What is needed
Pick out each line in the entries below that contains the word "clicks" and copy every such line in full.

|---|

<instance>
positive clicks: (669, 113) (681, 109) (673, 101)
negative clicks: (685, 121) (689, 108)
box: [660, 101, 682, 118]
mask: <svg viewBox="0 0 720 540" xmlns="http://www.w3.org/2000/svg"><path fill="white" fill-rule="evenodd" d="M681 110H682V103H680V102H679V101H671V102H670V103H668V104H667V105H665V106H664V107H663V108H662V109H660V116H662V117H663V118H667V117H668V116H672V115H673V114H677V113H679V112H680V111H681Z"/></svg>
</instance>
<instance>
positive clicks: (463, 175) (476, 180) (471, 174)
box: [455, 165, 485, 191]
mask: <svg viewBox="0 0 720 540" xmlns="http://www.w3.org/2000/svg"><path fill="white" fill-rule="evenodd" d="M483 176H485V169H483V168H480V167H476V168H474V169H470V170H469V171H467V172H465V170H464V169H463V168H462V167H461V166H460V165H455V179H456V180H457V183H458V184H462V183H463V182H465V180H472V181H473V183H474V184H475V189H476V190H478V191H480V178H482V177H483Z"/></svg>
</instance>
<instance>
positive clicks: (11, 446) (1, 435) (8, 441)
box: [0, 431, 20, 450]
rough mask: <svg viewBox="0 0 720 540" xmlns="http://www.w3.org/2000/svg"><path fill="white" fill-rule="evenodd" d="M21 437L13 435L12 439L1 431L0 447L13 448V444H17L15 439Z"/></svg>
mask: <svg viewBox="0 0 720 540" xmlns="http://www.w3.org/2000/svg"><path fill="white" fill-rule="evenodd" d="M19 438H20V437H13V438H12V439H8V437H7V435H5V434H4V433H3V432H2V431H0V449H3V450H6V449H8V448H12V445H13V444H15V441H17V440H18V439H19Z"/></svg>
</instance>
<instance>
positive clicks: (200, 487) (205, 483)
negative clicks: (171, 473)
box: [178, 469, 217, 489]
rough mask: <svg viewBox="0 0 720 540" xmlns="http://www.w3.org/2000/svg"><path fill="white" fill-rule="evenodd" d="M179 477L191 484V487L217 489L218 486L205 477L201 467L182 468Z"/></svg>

|---|

Answer section
positive clicks: (669, 113) (681, 109) (673, 101)
negative clicks: (685, 121) (689, 108)
positive clicks: (463, 175) (476, 180) (471, 174)
positive clicks: (11, 446) (1, 435) (8, 441)
positive clicks: (200, 487) (205, 483)
negative clicks: (171, 473)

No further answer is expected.